▶ Text excerpt
In terms of mandatory sentencing the parliament set a static or minimum charge for
commencement of an offence (Ginnivan & Butler, 2018). The jurisdiction can vary
depending on the nature of the crime making it a subject of mandatory sentencing for
example in Western Australia for offences of adult and juvenile burglaries in homes, severe
body harm and grievous assault against a police personal. Under northern territory it is for
offences like rape and murder, in North south wales for killing police officer or acting
voluntary by hitting and causing death. Queensland includes offences like child sex, murder,
drugs, in Victoria for reckless or voluntary violence and smuggling under the
Commonwealth.

▶ Instruction 1
How does this sentence from the mandatory sentencing text read in Spanish: "In terms of mandatory sentencing the parliament set a static or minimum charge for commencement of an offence (Ginnivan & Butler, 2018)."
▶ Instruction 2
Can you copy, word for word, the stretch of the mandatory sentencing text from "In terms of" through "Commonwealth."?
The data here come from a separate, unrelated source.

▶ Data rows
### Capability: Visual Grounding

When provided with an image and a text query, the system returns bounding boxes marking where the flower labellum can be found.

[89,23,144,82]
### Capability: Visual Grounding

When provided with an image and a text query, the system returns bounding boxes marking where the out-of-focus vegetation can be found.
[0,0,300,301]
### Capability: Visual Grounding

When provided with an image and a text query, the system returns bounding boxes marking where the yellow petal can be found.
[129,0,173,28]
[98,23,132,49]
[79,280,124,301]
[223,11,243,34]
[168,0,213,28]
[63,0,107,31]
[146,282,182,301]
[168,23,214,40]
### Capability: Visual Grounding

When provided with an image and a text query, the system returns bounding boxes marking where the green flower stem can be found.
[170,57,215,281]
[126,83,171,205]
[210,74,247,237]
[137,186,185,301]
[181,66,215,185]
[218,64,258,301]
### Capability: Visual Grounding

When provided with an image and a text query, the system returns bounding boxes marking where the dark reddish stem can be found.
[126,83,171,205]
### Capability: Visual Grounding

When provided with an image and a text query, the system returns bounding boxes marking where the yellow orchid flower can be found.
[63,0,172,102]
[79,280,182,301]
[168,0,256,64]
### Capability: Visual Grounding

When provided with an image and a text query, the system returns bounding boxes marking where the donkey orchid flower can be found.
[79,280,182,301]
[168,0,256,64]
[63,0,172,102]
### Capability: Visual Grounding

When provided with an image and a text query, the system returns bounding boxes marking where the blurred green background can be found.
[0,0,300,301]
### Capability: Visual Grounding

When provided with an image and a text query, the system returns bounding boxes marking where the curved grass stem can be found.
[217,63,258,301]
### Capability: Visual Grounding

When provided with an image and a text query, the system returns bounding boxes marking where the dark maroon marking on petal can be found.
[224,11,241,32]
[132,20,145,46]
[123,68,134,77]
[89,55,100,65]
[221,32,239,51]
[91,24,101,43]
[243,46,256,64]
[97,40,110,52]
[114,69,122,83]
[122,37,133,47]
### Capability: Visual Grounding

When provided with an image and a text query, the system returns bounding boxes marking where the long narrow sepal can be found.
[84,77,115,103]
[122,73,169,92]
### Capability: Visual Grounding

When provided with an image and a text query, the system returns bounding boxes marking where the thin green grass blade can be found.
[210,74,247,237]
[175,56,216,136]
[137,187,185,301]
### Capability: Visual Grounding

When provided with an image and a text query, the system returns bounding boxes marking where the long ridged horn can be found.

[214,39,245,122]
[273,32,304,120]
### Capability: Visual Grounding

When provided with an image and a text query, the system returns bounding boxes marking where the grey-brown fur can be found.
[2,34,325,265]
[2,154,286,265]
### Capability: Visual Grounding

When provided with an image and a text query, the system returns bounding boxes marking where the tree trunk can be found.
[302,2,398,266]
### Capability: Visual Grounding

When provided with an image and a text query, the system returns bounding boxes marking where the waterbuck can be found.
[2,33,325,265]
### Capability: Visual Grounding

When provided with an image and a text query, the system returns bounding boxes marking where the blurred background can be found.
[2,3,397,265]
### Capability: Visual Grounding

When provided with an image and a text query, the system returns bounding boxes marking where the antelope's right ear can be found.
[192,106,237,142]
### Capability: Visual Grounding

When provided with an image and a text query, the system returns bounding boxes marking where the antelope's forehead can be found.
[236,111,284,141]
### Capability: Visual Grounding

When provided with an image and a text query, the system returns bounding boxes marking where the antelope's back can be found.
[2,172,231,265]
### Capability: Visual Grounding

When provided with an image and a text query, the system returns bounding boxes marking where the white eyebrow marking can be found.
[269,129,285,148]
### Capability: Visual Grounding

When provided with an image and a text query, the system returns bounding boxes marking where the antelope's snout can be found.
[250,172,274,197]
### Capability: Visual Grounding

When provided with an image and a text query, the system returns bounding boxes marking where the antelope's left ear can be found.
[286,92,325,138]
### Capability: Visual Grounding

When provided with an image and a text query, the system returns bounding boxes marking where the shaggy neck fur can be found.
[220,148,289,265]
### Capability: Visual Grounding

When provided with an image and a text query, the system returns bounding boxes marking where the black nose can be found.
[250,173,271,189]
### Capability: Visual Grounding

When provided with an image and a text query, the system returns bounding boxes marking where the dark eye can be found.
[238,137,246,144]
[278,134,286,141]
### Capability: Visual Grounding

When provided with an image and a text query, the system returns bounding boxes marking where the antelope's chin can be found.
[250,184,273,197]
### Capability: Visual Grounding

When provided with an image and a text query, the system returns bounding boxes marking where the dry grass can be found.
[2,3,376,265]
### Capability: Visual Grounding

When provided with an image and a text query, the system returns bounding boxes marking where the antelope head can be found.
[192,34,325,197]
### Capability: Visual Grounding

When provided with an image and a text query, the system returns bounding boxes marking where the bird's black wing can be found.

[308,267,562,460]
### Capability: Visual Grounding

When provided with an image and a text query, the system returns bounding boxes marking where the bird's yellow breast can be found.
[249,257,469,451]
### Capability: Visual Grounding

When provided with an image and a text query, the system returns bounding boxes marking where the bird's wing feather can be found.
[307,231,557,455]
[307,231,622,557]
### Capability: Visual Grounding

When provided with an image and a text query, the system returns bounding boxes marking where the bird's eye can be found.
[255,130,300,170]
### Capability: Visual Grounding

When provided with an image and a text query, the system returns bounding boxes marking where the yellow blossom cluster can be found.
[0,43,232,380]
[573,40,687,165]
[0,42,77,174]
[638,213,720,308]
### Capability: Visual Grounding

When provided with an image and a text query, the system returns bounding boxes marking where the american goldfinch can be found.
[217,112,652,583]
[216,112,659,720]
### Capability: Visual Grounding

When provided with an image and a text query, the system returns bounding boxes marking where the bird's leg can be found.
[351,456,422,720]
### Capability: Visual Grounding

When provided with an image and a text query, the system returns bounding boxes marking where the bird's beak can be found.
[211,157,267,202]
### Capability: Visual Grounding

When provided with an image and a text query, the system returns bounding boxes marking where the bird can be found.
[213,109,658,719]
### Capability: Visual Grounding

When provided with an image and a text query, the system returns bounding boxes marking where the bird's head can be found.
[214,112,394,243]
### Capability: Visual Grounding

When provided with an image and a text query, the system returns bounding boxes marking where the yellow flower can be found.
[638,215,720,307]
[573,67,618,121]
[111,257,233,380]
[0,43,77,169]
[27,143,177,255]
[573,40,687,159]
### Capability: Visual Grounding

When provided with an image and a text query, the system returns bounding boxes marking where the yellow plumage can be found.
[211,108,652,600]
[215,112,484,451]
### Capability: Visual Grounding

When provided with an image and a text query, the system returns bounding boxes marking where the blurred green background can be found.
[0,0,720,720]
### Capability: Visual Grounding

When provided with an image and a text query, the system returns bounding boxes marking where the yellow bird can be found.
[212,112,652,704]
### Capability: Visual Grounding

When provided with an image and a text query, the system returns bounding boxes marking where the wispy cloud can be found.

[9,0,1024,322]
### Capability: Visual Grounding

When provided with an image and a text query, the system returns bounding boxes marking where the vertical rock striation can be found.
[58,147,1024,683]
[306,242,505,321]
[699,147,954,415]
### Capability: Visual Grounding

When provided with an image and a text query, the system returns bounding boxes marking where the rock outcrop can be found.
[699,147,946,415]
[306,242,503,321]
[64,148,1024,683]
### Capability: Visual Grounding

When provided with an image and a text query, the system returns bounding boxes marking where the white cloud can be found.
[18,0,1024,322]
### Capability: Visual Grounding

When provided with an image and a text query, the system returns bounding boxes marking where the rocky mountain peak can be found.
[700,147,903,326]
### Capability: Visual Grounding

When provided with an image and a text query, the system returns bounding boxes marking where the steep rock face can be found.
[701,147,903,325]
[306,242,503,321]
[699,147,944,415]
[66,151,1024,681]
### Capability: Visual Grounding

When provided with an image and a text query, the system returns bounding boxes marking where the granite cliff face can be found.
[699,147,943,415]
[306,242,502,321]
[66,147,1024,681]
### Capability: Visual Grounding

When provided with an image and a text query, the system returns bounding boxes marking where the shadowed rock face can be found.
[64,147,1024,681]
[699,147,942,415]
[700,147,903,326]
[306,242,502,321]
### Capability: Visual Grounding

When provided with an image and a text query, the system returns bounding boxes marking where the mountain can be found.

▶ Written answer 1
En materia de penas obligatorias, el parlamento fijó un cargo estático o mínimo para el inicio de un delito (Ginnivan & Butler, 2018).

▶ Written answer 2
In terms of mandatory sentencing the parliament set a static or minimum charge for
commencement of an offence (Ginnivan & Butler, 2018). The jurisdiction can vary
depending on the nature of the crime making it a subject of mandatory sentencing for
example in Western Australia for offences of adult and juvenile burglaries in homes, severe
body harm and grievous assault against a police personal. Under northern territory it is for
offences like rape and murder, in North south wales for killing police officer or acting
voluntary by hitting and causing death. Queensland includes offences like child sex, murder,
drugs, in Victoria for reckless or voluntary violence and smuggling under the
Commonwealth.